======== SOURCE EXTRACT

This page covers how you can use a self-managed data source by adding documents to your Rockset [<<glossary:Collections>>](🔗) manually using the Write API.

## What is the Write API?

The **Write API** refers to the subset of APIs in the [<<glossary:Rockset API>>](🔗) which are used to insert, update, upsert, or delete documents in a Rockset collection. You should use this option if either Rockset does not support managed integrations with your desired data source, or if you do not want Rockset to automatically sync your data and wish to manage syncing on your own.

If you choose not to use a managed integration, you will have to manage data syncing on your own.

This is in contrast to Rockset automatically syncing your data when using a managed integration, such as S3 or DynamoDB.

## Write API Limits

Peak write requests per second (WPS) using the Write API are based on the [<<glossary:Virtual Instance>>](🔗) size as listed below. These limits apply collectively for the Add/Patch/Delete documents endpoint and for orgs using [Kafka Connect](🔗) as a source. These limits along with the peak ingest throughput limit determine how fast Rockset can receive data.

Virtual InstanceWrite Requests Per Second
FREE1
NANO5
MICRO10
MILLI10
XSMALL15
SMALL25
MEDIUM50
LARGE100
XLARGE200
2XLARGE400
4XLARGE800
8XLARGE1600
16XLARGE2400

### Response Error Codes

#### Invalid Input (400) and Payload Too Large (413)

Write API and Kafka Connect requests are capped at 10 MiB and 20,000 documents per request. If you see an error indicating "Payload size exceeds limit of 10,485,760 bytes" or "The number of documents specified in this request exceeds the maximum allowed limit of 20,000 documents", please try again with a smaller payload size, fewer documents per request, or use one of our [managed sources](🔗).

#### Too Many Requests (429)

To make sure your VI is sized appropriately to your ingest needs, monitor for the [429 Too Many Requests status code](🔗). The client can receive the 429 error code in two cases:

  • The client is sending data faster than the Virtual Instance peak throughput limit

    • The error message returned by the server is: `Your account is configured with a maximum write rate limit and you have reached this limit.`

    • Use appropriate retry, backoff and jitter strategies if the client hits this error.

================

Reproduce the Write API text above word for word, in full. The lines that follow have nothing to do with this.

======== DATA LINES

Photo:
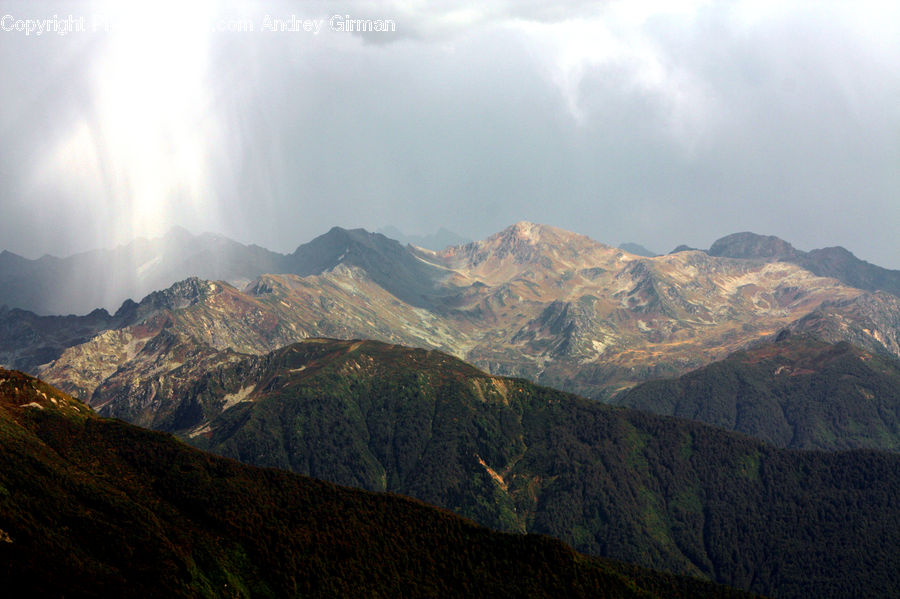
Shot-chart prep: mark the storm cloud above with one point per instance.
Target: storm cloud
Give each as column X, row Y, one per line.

================

- FINISHED EXERCISE:
This page covers how you can use a self-managed data source by adding documents to your Rockset [<<glossary:Collections>>](🔗) manually using the Write API.

## What is the Write API?

The **Write API** refers to the subset of APIs in the [<<glossary:Rockset API>>](🔗) which are used to insert, update, upsert, or delete documents in a Rockset collection. You should use this option if either Rockset does not support managed integrations with your desired data source, or if you do not want Rockset to automatically sync your data and wish to manage syncing on your own.

If you choose not to use a managed integration, you will have to manage data syncing on your own.

This is in contrast to Rockset automatically syncing your data when using a managed integration, such as S3 or DynamoDB.

## Write API Limits

Peak write requests per second (WPS) using the Write API are based on the [<<glossary:Virtual Instance>>](🔗) size as listed below. These limits apply collectively for the Add/Patch/Delete documents endpoint and for orgs using [Kafka Connect](🔗) as a source. These limits along with the peak ingest throughput limit determine how fast Rockset can receive data.

Virtual InstanceWrite Requests Per Second
FREE1
NANO5
MICRO10
MILLI10
XSMALL15
SMALL25
MEDIUM50
LARGE100
XLARGE200
2XLARGE400
4XLARGE800
8XLARGE1600
16XLARGE2400

### Response Error Codes

#### Invalid Input (400) and Payload Too Large (413)

Write API and Kafka Connect requests are capped at 10 MiB and 20,000 documents per request. If you see an error indicating "Payload size exceeds limit of 10,485,760 bytes" or "The number of documents specified in this request exceeds the maximum allowed limit of 20,000 documents", please try again with a smaller payload size, fewer documents per request, or use one of our [managed sources](🔗).

#### Too Many Requests (429)

To make sure your VI is sized appropriately to your ingest needs, monitor for the [429 Too Many Requests status code](🔗). The client can receive the 429 error code in two cases:

  • The client is sending data faster than the Virtual Instance peak throughput limit

    • The error message returned by the server is: `Your account is configured with a maximum write rate limit and you have reached this limit.`

    • Use appropriate retry, backoff and jitter strategies if the client hits this error.